→ **TASKS TO CARRY OUT**:
#1 According to the GAC Group research note, what net profit did GAC report for 1Q20?
#2 Carry the GAC Group research note forward from its final sentence.

======== GIVEN TEXT

【Company Research】GAC Group (2238 HK) – Expect earnings rebound from 2Q20E

GAC announced its 1Q20 results. Revenue achieved RMB10.9bn, a decrease of 24%YoY. NP was RMB118mn, a decline of 96%YoY. EPS decreased by 96%YoY to RMB0.01. Even though the FY19 results disappointed the market, we believe GAC has several catalysts include 1) strong model pipeline in 2020E; 2) local policy support in Guangdong; 3) inventory replenishment; 4) excellent performance of GAC Toyota/Honda. These will underpin its performance from 2Q20E. We maintain BUY rating and downgrade our TP to HK$8.6 from HK$10.9.

================
======== PROVIDED DATA

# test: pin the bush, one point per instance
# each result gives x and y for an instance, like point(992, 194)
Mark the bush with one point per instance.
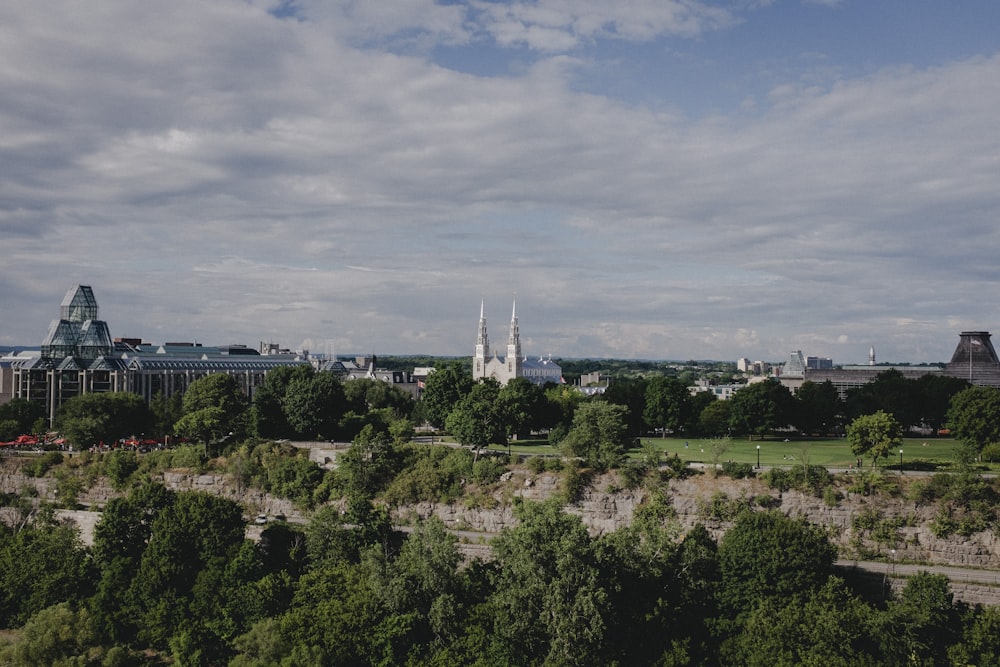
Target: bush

================
======== PROVIDED DATA

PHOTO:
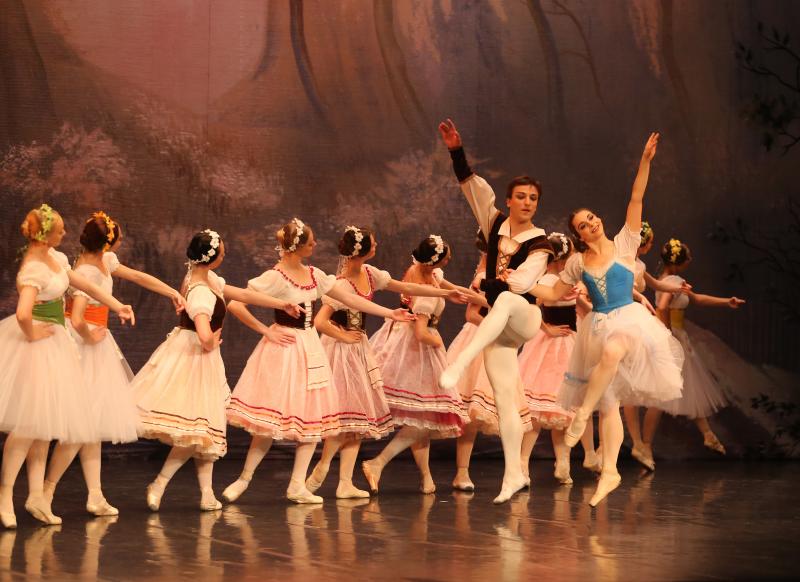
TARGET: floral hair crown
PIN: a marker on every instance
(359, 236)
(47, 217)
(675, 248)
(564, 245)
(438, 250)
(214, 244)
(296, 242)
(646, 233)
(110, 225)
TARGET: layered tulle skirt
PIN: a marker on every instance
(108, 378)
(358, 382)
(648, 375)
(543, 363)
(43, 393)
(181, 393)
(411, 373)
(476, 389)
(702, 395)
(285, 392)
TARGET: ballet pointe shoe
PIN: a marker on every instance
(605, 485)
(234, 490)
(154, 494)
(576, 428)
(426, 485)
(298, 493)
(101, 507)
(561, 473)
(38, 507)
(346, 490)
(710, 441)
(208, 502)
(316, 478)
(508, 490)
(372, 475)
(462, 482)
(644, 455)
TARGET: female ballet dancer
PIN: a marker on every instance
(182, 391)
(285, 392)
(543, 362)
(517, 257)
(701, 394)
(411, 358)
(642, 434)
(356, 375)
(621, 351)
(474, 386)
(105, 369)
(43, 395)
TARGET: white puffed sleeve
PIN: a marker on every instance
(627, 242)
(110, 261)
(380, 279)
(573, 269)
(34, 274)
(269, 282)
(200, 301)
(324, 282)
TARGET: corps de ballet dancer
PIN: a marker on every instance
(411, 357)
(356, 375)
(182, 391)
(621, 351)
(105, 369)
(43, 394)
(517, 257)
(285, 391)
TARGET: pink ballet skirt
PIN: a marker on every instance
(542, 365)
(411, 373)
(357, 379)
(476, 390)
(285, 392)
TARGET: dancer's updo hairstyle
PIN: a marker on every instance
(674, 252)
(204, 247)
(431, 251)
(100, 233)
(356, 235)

================

→ **RESPONSES FOR EACH TASK**:
#1 RMB118mn, a 96% decline year over year.

#2
  • Market share continues to rise by 0.56ppt in 1Q20. As of the end of Apr, total production resumed to 100% plan capacity. All upstream parts supplier/logistics partner resume to work on 20 Mar. In terms of supply chain risk, the Company has adequate parts inventory until the end of May and does not expect any production disruption for now. For downstream, all 2,542 4S dealer stores have fully resumed working. GAC Group's overall inventory was 188K at the end of 1Q20, a decrease of 39% YoY. As we mentioned in our previous reports, we believe the Company has space for replenishing its inventory from 2Q20E.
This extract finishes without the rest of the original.